Mettez dans une liste JSON de chaînes les lignes allant de celle qui contient « like (231, 255). » jusqu'à la fin des entrées, les deux bornes comprises. Chaque ligne doit former une chaîne, et les lignes vides doivent être omises.

── Entrées à traiter

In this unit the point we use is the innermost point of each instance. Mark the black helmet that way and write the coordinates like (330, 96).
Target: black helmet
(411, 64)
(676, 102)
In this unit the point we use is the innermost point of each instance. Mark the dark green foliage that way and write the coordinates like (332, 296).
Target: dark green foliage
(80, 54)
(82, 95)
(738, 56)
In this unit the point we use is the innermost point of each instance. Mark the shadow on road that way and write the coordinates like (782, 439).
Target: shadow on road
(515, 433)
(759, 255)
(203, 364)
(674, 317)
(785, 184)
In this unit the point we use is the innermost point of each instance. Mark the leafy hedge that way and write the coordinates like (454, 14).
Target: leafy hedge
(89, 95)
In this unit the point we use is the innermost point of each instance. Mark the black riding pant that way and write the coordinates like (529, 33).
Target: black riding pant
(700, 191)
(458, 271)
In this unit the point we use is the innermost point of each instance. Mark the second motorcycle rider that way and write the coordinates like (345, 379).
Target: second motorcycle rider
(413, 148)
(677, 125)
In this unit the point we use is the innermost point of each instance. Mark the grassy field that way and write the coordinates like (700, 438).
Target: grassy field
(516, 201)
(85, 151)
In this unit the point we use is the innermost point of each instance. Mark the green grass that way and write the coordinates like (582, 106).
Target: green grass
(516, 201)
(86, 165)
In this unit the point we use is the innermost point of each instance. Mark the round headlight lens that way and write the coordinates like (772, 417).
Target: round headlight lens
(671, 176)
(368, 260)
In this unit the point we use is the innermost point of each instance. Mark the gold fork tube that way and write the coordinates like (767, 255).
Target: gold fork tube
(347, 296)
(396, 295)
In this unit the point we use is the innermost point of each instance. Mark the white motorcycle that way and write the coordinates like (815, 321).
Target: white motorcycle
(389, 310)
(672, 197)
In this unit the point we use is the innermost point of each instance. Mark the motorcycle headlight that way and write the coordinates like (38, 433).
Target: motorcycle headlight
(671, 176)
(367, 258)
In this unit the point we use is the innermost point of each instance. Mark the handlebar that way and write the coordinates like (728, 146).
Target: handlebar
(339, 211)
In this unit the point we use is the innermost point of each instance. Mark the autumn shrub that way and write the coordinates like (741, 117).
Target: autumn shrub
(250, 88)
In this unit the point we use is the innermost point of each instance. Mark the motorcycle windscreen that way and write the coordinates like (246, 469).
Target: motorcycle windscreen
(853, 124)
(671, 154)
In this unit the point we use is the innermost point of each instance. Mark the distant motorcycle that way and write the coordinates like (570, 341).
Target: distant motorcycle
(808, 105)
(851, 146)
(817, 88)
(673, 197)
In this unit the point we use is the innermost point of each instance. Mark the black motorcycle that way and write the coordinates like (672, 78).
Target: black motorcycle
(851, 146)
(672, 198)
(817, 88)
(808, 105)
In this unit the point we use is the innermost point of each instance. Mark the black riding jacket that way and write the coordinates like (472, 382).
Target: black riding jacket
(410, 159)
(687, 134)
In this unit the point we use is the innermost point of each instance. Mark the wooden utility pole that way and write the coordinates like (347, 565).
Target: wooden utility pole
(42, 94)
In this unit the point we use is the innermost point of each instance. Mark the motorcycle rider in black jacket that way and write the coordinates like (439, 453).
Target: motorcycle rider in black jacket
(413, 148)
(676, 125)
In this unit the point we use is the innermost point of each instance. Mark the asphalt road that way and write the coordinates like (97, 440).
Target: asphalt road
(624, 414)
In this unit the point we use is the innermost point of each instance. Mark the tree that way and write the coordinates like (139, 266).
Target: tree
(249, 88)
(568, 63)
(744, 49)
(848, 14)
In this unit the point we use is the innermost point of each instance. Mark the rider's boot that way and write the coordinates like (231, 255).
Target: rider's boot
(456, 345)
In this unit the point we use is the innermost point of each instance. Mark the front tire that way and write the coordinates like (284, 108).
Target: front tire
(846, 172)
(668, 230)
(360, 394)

────

### [Résultat obtenu]
[
  "In this unit the point we use is the innermost point of each instance. Mark the rider's boot that way and write the coordinates like (231, 255).",
  "Target: rider's boot",
  "(456, 345)",
  "In this unit the point we use is the innermost point of each instance. Mark the front tire that way and write the coordinates like (284, 108).",
  "Target: front tire",
  "(846, 172)",
  "(668, 230)",
  "(360, 394)"
]